• Document extract:
# my first planted tank



## mr_rob_boto (Aug 31, 2003)

I'm thinking of starting my first planted tank, I dont think I'll have any fish since pets are not allowed in my appt. It will be a 10g.
Would I need a filter for my tank?


----------



## "qickshot" (Apr 19, 2005)

:nod: other wise the water will get realy nasty


----------



## elTwitcho (Jun 22, 2004)

You could do it without a filter, but you're probably going to end up with stagnant water as a result and some algaes LOVE areas with no current. At bare minimum you would need a bubble wall going along the length of the tank


----------



## Susp3nc3 (Jan 27, 2005)

i would get a small powerhead atleast and just put it at the bottom to create some current.


----------



## james__12345 (Mar 25, 2005)

i kinda doubt that fish would count in the "no pets" rule you should ask


----------



## CTREDBELLY (Apr 8, 2005)

james__12345 said:


> i kinda doubt that fish would count in the "no pets" rule you should ask
> [snapback]1093457[/snapback]​


----------



## Susp3nc3 (Jan 27, 2005)

i recently drained my 90 gallon and needed a place for some plants so i set up my 10 gallon. I put a air strip, powerhead and it has a built in filter. I am trying to revive the plants cause i think my lights in the 90 were inadequate...i bought some lights for "plants" lol...


----------



## edcal (Feb 19, 2005)

mr_rob_boto said:


> I'm thinking of starting my first planted tank, I dont think I'll have any fish since pets are not allowed in my appt. It will be a 10g.
> Would I need a filter for my tank?
> [snapback]1091779[/snapback]​


defy authority and smuggle a lil bag of fish in your ninja turtle lunch box...no one will ever know


----------



## mr_rob_boto (Aug 31, 2003)

• Records shown:
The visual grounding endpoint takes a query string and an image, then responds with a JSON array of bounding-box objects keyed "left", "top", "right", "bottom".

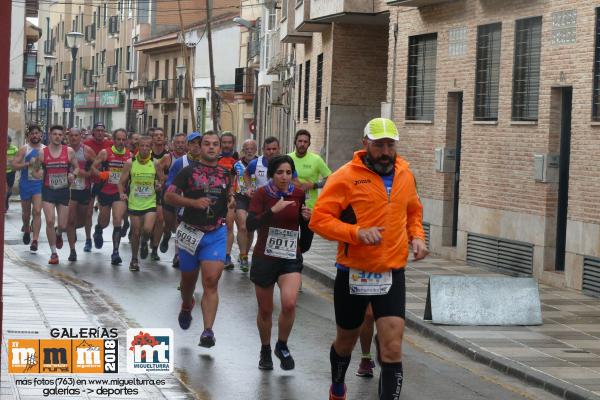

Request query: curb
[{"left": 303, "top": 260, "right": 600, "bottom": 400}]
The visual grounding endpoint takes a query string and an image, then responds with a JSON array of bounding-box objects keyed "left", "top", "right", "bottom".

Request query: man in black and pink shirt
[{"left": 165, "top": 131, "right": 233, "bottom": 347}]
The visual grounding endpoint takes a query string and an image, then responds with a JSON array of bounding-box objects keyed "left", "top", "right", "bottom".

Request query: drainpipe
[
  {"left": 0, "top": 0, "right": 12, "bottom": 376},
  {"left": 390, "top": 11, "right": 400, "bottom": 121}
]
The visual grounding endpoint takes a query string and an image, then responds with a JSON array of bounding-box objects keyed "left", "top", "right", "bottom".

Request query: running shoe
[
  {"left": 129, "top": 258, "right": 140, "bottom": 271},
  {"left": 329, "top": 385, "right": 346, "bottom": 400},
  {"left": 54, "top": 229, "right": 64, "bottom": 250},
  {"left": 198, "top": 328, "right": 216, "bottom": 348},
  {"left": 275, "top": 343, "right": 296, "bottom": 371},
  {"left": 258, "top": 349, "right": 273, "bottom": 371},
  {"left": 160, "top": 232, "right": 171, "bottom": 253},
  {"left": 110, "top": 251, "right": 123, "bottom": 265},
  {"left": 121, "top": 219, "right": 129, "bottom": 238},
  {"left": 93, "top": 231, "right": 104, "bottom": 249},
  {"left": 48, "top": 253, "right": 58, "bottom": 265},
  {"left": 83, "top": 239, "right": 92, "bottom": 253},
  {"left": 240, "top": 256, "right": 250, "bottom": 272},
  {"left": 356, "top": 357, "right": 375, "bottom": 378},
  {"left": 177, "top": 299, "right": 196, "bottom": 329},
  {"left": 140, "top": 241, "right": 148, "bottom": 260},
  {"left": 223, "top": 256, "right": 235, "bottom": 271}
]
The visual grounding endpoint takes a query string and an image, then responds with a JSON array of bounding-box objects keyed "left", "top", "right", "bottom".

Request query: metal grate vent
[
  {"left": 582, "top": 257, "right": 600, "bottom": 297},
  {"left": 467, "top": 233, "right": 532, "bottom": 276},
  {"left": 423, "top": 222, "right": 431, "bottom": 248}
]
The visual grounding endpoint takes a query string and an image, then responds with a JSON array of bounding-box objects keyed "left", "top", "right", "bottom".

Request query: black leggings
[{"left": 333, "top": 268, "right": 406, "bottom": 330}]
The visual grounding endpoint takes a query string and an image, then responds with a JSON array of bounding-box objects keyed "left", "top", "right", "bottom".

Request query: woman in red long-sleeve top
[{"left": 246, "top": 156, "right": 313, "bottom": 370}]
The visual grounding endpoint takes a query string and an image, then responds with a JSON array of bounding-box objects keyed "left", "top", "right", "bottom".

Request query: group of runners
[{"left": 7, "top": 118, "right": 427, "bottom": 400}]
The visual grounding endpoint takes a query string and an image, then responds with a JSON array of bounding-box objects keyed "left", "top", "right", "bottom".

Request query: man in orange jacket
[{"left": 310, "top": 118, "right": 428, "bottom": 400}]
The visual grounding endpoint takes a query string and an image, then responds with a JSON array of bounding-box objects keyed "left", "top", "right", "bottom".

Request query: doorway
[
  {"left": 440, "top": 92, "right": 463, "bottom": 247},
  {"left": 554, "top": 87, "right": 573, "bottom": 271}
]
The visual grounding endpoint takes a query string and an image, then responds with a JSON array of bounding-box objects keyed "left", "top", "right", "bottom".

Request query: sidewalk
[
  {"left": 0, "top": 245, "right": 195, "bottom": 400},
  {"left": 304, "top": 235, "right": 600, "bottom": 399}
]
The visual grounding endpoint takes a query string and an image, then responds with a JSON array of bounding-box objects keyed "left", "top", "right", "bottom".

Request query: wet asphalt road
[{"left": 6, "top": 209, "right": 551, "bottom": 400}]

• Exercise requirements:
[1] Name each distinct username that heads a post in the planted tank thread.
[2] Please show every line of the listing that includes the word "black".

• Exercise answers:
[1] mr_rob_boto, qickshot, elTwitcho, Susp3nc3, james__12345, CTREDBELLY, edcal

[2]
Request query: man in black and pink shirt
Request query: black leggings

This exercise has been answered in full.